◆ **Exercise details**
With the images left out, print all of the records below exactly.

◆ **Dataset entries**
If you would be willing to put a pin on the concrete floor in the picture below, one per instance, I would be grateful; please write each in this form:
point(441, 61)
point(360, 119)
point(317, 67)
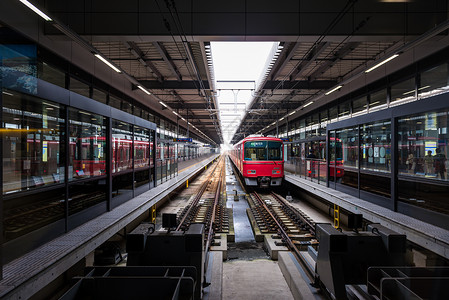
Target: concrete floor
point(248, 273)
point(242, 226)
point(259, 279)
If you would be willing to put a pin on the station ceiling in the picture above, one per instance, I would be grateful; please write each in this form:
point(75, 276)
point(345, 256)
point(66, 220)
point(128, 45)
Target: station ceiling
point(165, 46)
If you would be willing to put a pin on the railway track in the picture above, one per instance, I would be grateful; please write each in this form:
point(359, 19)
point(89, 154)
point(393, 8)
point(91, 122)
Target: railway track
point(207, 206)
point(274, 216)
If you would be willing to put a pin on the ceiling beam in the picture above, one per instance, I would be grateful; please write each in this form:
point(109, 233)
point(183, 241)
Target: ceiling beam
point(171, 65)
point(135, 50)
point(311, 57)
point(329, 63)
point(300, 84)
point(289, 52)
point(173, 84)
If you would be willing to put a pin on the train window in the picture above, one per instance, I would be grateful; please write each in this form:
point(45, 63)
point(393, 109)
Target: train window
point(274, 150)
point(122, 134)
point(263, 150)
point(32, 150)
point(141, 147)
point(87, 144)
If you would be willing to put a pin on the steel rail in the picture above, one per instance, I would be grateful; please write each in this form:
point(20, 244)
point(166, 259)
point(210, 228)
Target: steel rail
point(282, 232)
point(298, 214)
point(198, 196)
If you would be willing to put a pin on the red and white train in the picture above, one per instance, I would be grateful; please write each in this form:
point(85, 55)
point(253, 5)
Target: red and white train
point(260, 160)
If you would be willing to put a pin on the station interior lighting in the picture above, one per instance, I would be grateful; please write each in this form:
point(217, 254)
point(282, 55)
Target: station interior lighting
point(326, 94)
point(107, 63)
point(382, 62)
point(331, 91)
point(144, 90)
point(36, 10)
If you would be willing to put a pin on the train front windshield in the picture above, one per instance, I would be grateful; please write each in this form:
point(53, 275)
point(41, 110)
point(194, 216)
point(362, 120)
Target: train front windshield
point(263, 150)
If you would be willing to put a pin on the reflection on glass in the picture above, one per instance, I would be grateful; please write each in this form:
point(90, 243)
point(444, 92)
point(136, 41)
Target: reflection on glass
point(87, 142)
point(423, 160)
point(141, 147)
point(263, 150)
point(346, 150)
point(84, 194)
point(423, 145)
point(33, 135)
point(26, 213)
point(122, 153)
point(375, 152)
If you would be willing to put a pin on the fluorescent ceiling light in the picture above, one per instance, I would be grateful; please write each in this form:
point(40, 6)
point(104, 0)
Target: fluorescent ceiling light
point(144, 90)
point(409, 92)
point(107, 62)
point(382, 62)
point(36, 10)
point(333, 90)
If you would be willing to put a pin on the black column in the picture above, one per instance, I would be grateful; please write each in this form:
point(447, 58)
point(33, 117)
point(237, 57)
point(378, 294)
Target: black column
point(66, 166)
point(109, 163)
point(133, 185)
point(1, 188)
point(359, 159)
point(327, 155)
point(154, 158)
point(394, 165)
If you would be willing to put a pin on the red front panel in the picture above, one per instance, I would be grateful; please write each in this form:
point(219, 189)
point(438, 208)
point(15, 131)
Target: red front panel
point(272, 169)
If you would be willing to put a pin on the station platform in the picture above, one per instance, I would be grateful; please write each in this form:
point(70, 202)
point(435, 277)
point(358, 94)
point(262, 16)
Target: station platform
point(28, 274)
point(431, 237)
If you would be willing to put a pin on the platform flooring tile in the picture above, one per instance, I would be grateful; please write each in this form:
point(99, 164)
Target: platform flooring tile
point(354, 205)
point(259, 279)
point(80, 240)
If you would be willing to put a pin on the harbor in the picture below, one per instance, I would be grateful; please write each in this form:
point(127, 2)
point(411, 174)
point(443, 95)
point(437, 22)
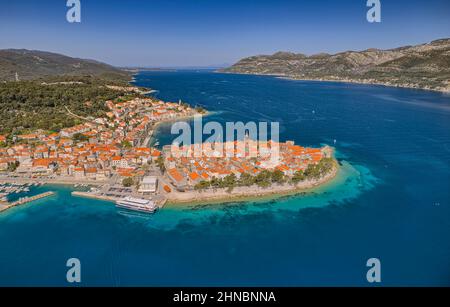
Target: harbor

◆ **Answer box**
If you would be willing to put a pin on the concrete floor in the picture below, one per instance, I would be grateful; please write each in this form:
point(441, 61)
point(360, 119)
point(317, 67)
Target: concrete floor
point(248, 273)
point(242, 226)
point(259, 279)
If you would be willing to put a pin on the station ceiling in the picture above, one per instance, I would be grateful; please write each in this form:
point(75, 276)
point(345, 256)
point(66, 220)
point(128, 45)
Target: station ceiling
point(165, 46)
If you would be willing to put a pin on the railway track in the picture above, one per instance, I would be grateful; please write each in this form:
point(359, 19)
point(89, 154)
point(393, 8)
point(91, 122)
Target: railway track
point(207, 206)
point(274, 216)
If you would be willing to put a pin on the ceiling beam in the picture above, one per instance, I would be grateful; please write each in this form:
point(109, 233)
point(183, 241)
Target: ceiling beam
point(171, 65)
point(135, 50)
point(311, 57)
point(329, 63)
point(300, 84)
point(289, 52)
point(173, 84)
If you would be willing to put a pin on the train window in the picture above, one per instance, I would be grateful; please write each in this form:
point(45, 63)
point(393, 109)
Target: train window
point(274, 150)
point(122, 134)
point(263, 150)
point(32, 150)
point(141, 147)
point(87, 144)
If you would be willing to put a pin on the steel rail in the picture above, one per instance, I would be grateful; please write each in this form:
point(20, 244)
point(166, 259)
point(210, 228)
Target: steel rail
point(282, 232)
point(298, 214)
point(198, 196)
If you would be willing to put a pin on the red and white train in the picture above, one per instance, I would be grateful; please write each in this form:
point(85, 55)
point(253, 5)
Target: red and white train
point(260, 160)
If you would be willing to put a pin on the station interior lighting in the picture above, one per instance, I would be grateful; please write each in this form:
point(217, 254)
point(282, 55)
Target: station interior lighting
point(326, 94)
point(107, 63)
point(382, 62)
point(331, 91)
point(144, 90)
point(36, 10)
If you would be willing to put a pin on the train front windshield in the picture above, one per instance, I would be grateful; please write each in this form:
point(53, 275)
point(41, 110)
point(194, 216)
point(362, 120)
Target: train front windshield
point(263, 150)
If you would be willing to put a pin on the reflection on glass in the picture above, one per instance, I would be grateful; please write each in this form:
point(90, 243)
point(444, 92)
point(136, 41)
Target: reflection on glass
point(87, 142)
point(423, 160)
point(141, 147)
point(263, 150)
point(346, 150)
point(84, 194)
point(423, 145)
point(33, 135)
point(26, 213)
point(122, 153)
point(375, 152)
If you would be willing to put a pin on the fluorescent ceiling light in the picture above, one per instance, I would be grateful; please write each in this form:
point(40, 6)
point(104, 0)
Target: fluorescent ceiling light
point(144, 90)
point(409, 92)
point(107, 62)
point(382, 62)
point(36, 10)
point(333, 90)
If you would be willing to put a pin on the black column in the picture above, one per instance, I would be grateful; please write each in this form:
point(447, 58)
point(33, 117)
point(237, 57)
point(378, 294)
Target: black column
point(66, 166)
point(109, 163)
point(133, 185)
point(1, 188)
point(359, 159)
point(327, 155)
point(154, 158)
point(394, 165)
If you would be willing to put a pin on the red front panel in the picture above, one per instance, I would be grateful; please write each in this form:
point(219, 189)
point(438, 208)
point(15, 131)
Target: red front panel
point(272, 169)
If you would be willing to put a pin on the station platform in the picture above, one per instance, I would be grateful; please write each in this form:
point(70, 202)
point(435, 277)
point(358, 94)
point(262, 16)
Target: station platform
point(28, 274)
point(431, 237)
If you would be willing to put a pin on the platform flooring tile in the picture above, one per instance, I would be grateful; please write each in this form:
point(99, 164)
Target: platform flooring tile
point(354, 205)
point(259, 279)
point(80, 240)
If you would be willing to put a pin on the harbor in the picture below, one per instance, I would be grateful; please write each in this form:
point(127, 2)
point(411, 174)
point(443, 95)
point(437, 22)
Target: harbor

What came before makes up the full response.